* **SOURCE EXTRACT**

********

People v. Clea: Fourth Department Limits Penal Law § 265.09(2) Firearm Enhancement to the Indicted Predicate Class B Felony and Requires a Jury Finding of Display of a Loaded, Operable Weapon

People v. Clea: Limiting Penal Law § 265.09(2) to the Indicted Predicate Class B Felony with a Proven Display of a Loaded, Operable Weapon

Introduction

In People v. Clea, 2025 NY Slip Op 05590 (4th Dept Oct. 10, 2025), the Appellate Division, Fourth Department, affirmed a multi-count conviction arising from a shooting during a home invasion but modified the sentence in a significant way. The court vacated a series of additional consecutive five-year terms the trial court imposed under Penal Law § 265.09(2), the sentence enhancement tied to a conviction for criminal use of a firearm in the first degree. The decision clarifies three critical limits on that enhancement:

  • It may be imposed only on the “underlying class B violent felony offense” that was actually charged and used as the predicate for the criminal use of a firearm count.
  • It cannot apply where the predicate Class B felony has a firearm use/display/armed-with-a-deadly-weapon element barred by People v. Brown, 67 NY2d 555 (1986).
  • It requires a jury finding (or equivalent basis in the record) that the defendant displayed a loaded, operable weapon in furtherance of the predicate felony; mere possession is insufficient.

Beyond sentencing, the Fourth Department rejected the defendant’s suppression arguments, upholding the police pursuit and arrest based on a BOLO description, flight, proximity to the crime, furtive conduct, and ultimately probable cause upon observing blood on the defendant’s pants. The court also found the verdict was not against the weight of the evidence, including the intent element on the attempted murder count. As modified, the sentence was not unduly harsh or severe.

Summary of the Opinion

The defendant, convicted after jury trial of attempted murder in the second degree, first-degree burglary (two counts), first-degree robbery, first-degree assault, first-degree criminal use of a firearm, and second-degree criminal possession of a weapon, challenged (1) the denial of suppression, (2) the weight of the evidence on identity and intent to kill, and (3) the imposition of multiple five-year add-ons under Penal Law § 265.09(2).

The Fourth Department:

  • Deemed a technically flawed notice of appeal valid under CPL 460.10(6).
  • Affirmed the denial of suppression, holding the officers had a founded suspicion for a common-law inquiry based on the BOLO and observations, which escalated to reasonable suspicion upon the defendant’s flight and furtive conduct, and ripened into probable cause upon observing blood on the defendant’s pants near the scene.
  • Rejected weight-of-evidence challenges to identity and intent to kill, citing overwhelming circumstantial proof.

********

* **ROWS**
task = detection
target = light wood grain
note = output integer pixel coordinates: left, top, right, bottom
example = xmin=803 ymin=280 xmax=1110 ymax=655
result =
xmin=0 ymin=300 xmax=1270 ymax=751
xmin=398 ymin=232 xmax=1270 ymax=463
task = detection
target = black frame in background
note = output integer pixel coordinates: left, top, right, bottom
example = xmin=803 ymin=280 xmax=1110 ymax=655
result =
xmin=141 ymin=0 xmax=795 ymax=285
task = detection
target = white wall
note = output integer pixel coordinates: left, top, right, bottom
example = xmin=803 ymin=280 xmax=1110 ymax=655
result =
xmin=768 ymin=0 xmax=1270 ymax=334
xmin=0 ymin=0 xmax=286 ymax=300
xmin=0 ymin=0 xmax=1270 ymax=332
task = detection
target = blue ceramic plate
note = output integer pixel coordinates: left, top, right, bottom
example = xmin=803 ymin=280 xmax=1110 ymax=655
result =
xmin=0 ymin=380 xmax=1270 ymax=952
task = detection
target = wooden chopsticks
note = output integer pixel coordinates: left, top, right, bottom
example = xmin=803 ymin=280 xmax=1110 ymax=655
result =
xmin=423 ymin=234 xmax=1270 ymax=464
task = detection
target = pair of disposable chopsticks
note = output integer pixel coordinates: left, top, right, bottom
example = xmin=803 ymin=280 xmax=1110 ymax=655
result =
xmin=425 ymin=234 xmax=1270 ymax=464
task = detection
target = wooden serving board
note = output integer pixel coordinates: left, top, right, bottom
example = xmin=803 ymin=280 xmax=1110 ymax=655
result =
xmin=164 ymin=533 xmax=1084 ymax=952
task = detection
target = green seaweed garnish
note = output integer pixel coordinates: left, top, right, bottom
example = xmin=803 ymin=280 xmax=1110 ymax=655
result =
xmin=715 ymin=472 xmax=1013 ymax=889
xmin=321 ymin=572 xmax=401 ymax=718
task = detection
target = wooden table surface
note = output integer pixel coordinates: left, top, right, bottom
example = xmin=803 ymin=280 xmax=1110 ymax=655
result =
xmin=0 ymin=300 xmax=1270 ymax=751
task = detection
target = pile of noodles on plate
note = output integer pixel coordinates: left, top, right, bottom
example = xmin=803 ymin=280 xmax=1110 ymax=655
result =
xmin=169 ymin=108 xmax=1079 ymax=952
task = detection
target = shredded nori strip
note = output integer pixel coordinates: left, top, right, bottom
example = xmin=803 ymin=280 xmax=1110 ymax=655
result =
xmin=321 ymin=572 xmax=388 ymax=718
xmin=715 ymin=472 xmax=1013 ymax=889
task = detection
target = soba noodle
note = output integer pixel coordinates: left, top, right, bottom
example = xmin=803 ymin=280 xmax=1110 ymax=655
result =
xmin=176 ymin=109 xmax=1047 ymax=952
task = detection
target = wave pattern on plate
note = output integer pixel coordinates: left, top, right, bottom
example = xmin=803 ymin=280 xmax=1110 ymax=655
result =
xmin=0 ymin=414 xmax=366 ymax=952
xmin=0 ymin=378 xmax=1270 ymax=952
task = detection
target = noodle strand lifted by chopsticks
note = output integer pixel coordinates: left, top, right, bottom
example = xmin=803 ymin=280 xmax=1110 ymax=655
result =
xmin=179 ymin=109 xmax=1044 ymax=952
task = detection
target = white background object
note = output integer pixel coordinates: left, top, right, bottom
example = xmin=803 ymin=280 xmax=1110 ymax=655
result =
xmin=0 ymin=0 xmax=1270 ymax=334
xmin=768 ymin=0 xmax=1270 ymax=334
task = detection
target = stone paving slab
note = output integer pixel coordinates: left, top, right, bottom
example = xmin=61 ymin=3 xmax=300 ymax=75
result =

********

Below the lines, write out the passage of the People v. Clea summary from "Summary of the" to "near the scene." word for word.

* **THE SOLUTION**
Summary of the Opinion

The defendant, convicted after jury trial of attempted murder in the second degree, first-degree burglary (two counts), first-degree robbery, first-degree assault, first-degree criminal use of a firearm, and second-degree criminal possession of a weapon, challenged (1) the denial of suppression, (2) the weight of the evidence on identity and intent to kill, and (3) the imposition of multiple five-year add-ons under Penal Law § 265.09(2).

The Fourth Department:

  • Deemed a technically flawed notice of appeal valid under CPL 460.10(6).
  • Affirmed the denial of suppression, holding the officers had a founded suspicion for a common-law inquiry based on the BOLO and observations, which escalated to reasonable suspicion upon the defendant’s flight and furtive conduct, and ripened into probable cause upon observing blood on the defendant’s pants near the scene.